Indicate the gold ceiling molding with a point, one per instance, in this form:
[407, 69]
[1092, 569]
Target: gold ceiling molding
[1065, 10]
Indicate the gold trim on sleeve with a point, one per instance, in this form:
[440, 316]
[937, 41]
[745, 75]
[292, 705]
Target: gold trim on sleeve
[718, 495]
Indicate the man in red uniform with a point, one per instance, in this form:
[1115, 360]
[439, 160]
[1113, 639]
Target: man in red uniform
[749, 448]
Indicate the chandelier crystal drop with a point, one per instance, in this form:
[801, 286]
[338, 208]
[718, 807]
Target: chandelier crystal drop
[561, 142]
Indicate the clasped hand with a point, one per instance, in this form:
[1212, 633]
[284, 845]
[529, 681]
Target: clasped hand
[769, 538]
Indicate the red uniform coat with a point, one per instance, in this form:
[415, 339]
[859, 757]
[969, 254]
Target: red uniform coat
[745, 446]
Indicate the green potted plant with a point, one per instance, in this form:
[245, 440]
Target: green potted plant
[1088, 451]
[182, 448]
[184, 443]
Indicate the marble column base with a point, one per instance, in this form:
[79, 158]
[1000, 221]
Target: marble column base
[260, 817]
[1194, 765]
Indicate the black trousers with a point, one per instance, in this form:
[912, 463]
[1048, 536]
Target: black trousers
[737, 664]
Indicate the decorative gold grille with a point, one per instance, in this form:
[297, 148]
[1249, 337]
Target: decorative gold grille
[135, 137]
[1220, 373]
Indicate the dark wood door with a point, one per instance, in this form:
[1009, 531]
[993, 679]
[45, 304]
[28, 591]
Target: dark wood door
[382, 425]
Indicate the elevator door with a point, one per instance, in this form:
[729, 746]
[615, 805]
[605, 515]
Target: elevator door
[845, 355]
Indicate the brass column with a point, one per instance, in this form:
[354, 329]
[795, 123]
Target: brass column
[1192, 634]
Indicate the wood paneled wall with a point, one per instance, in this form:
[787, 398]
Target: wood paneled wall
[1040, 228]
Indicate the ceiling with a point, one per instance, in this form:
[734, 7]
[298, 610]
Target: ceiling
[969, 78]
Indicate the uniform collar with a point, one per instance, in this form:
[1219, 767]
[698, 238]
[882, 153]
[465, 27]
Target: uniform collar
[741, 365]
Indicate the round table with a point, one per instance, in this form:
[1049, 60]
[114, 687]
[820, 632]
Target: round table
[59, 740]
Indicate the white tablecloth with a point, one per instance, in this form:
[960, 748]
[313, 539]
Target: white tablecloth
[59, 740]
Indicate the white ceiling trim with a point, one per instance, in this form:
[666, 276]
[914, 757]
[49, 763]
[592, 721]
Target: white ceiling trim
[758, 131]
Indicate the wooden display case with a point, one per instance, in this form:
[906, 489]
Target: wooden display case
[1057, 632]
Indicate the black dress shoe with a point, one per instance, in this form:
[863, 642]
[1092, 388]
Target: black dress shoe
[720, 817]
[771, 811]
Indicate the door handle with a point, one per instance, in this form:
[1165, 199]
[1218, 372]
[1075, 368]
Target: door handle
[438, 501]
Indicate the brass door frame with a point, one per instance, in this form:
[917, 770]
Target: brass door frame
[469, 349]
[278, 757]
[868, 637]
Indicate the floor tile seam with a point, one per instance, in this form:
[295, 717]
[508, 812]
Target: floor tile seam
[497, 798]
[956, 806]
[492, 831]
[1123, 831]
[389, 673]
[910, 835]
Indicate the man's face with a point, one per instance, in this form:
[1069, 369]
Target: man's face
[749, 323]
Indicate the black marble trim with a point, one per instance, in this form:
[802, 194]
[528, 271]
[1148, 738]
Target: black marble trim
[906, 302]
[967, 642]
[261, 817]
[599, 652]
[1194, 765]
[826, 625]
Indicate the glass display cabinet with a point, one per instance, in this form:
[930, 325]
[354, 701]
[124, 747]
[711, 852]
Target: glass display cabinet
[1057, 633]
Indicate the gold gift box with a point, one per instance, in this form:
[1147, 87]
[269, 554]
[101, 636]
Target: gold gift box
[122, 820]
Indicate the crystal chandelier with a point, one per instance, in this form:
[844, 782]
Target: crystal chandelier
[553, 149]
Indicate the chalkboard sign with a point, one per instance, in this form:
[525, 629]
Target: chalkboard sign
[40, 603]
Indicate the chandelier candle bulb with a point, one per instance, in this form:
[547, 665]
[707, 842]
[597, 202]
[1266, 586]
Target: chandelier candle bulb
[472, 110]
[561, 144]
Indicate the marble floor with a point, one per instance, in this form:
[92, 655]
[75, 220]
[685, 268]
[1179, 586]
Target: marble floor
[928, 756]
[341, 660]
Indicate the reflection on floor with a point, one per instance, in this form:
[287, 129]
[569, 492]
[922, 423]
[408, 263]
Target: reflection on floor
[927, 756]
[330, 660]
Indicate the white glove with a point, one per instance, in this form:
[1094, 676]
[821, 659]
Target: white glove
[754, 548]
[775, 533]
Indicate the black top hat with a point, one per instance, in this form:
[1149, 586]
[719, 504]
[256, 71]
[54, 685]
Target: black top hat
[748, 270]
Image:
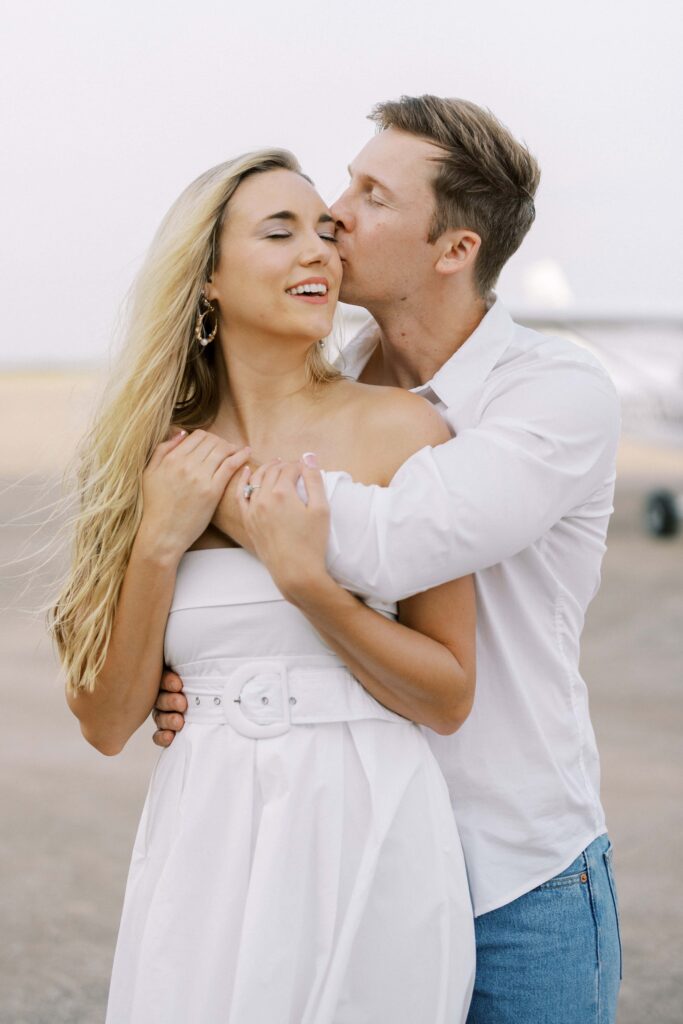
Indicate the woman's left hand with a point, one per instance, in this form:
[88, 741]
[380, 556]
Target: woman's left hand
[290, 538]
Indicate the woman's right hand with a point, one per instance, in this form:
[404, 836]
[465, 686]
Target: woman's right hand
[181, 486]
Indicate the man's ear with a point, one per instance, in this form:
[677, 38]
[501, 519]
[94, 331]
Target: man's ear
[458, 250]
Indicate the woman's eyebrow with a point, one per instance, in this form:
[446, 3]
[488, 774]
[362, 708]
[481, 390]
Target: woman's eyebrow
[289, 215]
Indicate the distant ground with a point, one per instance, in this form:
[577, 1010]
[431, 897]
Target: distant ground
[69, 814]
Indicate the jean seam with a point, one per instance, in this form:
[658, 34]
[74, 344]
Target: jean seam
[596, 925]
[612, 886]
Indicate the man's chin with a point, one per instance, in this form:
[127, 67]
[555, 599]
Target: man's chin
[350, 296]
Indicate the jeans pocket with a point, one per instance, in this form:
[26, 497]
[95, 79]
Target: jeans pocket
[562, 882]
[607, 856]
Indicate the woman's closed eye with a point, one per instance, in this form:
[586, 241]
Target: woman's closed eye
[288, 235]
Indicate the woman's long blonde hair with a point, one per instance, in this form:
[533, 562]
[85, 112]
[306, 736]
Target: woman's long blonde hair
[163, 378]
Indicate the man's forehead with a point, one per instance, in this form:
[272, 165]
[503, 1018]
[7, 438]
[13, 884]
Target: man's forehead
[395, 158]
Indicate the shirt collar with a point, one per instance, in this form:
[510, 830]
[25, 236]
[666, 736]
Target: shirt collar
[461, 374]
[467, 369]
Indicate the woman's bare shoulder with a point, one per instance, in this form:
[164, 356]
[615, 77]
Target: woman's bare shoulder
[390, 425]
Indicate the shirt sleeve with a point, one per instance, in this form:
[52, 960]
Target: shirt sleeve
[541, 450]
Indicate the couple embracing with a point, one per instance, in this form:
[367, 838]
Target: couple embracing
[361, 584]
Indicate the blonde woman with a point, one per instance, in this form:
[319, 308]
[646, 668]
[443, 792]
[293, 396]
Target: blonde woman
[297, 859]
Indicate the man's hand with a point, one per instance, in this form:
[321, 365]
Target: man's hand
[169, 710]
[227, 517]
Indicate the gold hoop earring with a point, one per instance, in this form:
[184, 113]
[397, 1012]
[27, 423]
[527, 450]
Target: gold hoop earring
[205, 309]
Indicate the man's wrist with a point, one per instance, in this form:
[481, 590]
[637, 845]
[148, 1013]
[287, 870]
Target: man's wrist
[312, 587]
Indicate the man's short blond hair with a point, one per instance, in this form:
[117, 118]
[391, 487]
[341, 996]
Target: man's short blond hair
[485, 180]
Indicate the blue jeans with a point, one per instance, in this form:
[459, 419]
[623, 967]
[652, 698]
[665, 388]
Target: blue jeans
[553, 955]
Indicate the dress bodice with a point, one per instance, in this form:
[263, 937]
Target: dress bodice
[226, 605]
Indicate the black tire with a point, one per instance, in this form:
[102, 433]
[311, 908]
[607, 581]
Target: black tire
[662, 514]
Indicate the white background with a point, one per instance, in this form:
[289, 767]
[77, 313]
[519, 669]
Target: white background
[112, 109]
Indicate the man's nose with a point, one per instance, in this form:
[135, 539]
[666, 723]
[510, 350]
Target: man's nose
[340, 210]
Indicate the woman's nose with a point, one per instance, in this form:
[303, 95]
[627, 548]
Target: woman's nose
[341, 211]
[317, 252]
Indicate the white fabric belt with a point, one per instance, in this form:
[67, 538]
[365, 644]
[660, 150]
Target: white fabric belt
[263, 698]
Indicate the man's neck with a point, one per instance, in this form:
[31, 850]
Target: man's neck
[415, 343]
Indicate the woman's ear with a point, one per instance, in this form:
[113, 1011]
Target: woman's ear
[458, 251]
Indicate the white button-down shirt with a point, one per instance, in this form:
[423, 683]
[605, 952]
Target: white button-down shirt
[521, 497]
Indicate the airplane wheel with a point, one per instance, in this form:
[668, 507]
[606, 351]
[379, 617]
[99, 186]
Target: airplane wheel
[662, 514]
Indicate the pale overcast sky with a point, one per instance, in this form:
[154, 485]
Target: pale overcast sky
[112, 109]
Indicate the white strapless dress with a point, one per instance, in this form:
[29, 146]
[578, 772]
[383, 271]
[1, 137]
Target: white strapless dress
[297, 860]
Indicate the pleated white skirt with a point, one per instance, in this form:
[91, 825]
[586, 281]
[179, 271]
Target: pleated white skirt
[313, 877]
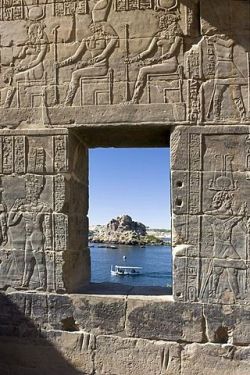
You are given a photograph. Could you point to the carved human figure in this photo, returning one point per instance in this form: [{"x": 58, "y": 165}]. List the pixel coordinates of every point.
[
  {"x": 28, "y": 65},
  {"x": 165, "y": 46},
  {"x": 225, "y": 69},
  {"x": 33, "y": 213},
  {"x": 100, "y": 44},
  {"x": 226, "y": 260}
]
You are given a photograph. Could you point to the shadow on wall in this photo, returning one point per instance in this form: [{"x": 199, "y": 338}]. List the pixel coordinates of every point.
[
  {"x": 26, "y": 350},
  {"x": 230, "y": 17}
]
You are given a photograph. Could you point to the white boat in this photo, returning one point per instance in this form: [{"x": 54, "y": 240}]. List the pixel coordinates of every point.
[{"x": 125, "y": 270}]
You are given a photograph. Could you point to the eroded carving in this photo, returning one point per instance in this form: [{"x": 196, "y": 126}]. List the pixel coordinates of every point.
[
  {"x": 166, "y": 44},
  {"x": 75, "y": 52}
]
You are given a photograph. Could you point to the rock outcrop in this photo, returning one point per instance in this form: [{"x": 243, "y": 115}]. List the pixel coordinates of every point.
[{"x": 123, "y": 230}]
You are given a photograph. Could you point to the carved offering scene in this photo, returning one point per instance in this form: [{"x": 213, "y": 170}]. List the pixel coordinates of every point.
[
  {"x": 212, "y": 221},
  {"x": 37, "y": 212},
  {"x": 119, "y": 61}
]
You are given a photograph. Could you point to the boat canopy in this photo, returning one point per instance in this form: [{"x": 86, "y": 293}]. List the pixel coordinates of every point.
[{"x": 129, "y": 267}]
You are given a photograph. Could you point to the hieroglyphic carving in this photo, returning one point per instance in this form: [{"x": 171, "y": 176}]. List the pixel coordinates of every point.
[
  {"x": 60, "y": 153},
  {"x": 27, "y": 67},
  {"x": 59, "y": 192},
  {"x": 168, "y": 40},
  {"x": 29, "y": 214},
  {"x": 20, "y": 154},
  {"x": 123, "y": 5},
  {"x": 60, "y": 225},
  {"x": 3, "y": 219},
  {"x": 194, "y": 71},
  {"x": 12, "y": 10},
  {"x": 69, "y": 7},
  {"x": 227, "y": 76},
  {"x": 225, "y": 272},
  {"x": 247, "y": 161},
  {"x": 37, "y": 160},
  {"x": 100, "y": 44},
  {"x": 226, "y": 259},
  {"x": 7, "y": 155}
]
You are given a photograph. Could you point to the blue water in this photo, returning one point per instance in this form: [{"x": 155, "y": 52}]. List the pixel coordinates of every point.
[{"x": 155, "y": 260}]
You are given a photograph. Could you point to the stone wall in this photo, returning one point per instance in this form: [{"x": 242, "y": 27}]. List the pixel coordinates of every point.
[{"x": 76, "y": 74}]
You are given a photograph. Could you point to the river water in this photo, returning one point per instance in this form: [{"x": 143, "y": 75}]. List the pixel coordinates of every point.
[{"x": 155, "y": 260}]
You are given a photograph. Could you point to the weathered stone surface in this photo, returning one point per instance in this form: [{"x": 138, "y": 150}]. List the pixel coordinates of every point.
[
  {"x": 85, "y": 73},
  {"x": 43, "y": 231},
  {"x": 164, "y": 320},
  {"x": 100, "y": 314},
  {"x": 211, "y": 221},
  {"x": 87, "y": 56},
  {"x": 59, "y": 352},
  {"x": 115, "y": 355},
  {"x": 215, "y": 359},
  {"x": 227, "y": 324}
]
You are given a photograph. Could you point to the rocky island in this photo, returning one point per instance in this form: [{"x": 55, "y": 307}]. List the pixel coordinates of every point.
[{"x": 124, "y": 231}]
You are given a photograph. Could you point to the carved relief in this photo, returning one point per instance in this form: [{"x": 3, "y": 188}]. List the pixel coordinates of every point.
[
  {"x": 76, "y": 53},
  {"x": 12, "y": 10},
  {"x": 60, "y": 153},
  {"x": 100, "y": 44},
  {"x": 165, "y": 66},
  {"x": 69, "y": 7},
  {"x": 32, "y": 197},
  {"x": 27, "y": 67},
  {"x": 213, "y": 260}
]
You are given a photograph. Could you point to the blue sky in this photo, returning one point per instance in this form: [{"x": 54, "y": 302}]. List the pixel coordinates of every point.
[{"x": 133, "y": 181}]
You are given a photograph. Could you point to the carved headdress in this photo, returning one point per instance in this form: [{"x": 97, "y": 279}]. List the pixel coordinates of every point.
[
  {"x": 36, "y": 13},
  {"x": 223, "y": 179},
  {"x": 101, "y": 10}
]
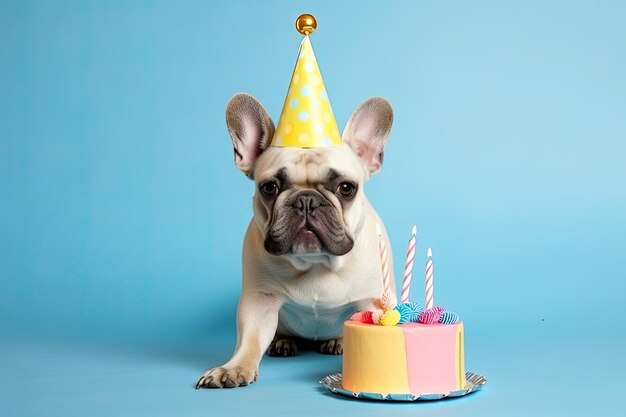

--- --- ---

Both ends included, copy the lines from the one holding "the carved headdress" to the last line of the entries exactly, with all pictures left out.

You are given a photograph. Could you point to the carved headdress in this photo, returning one point per instance in this form: [{"x": 97, "y": 279}]. List the pixel coordinates of every point.
[
  {"x": 36, "y": 13},
  {"x": 223, "y": 179},
  {"x": 101, "y": 10}
]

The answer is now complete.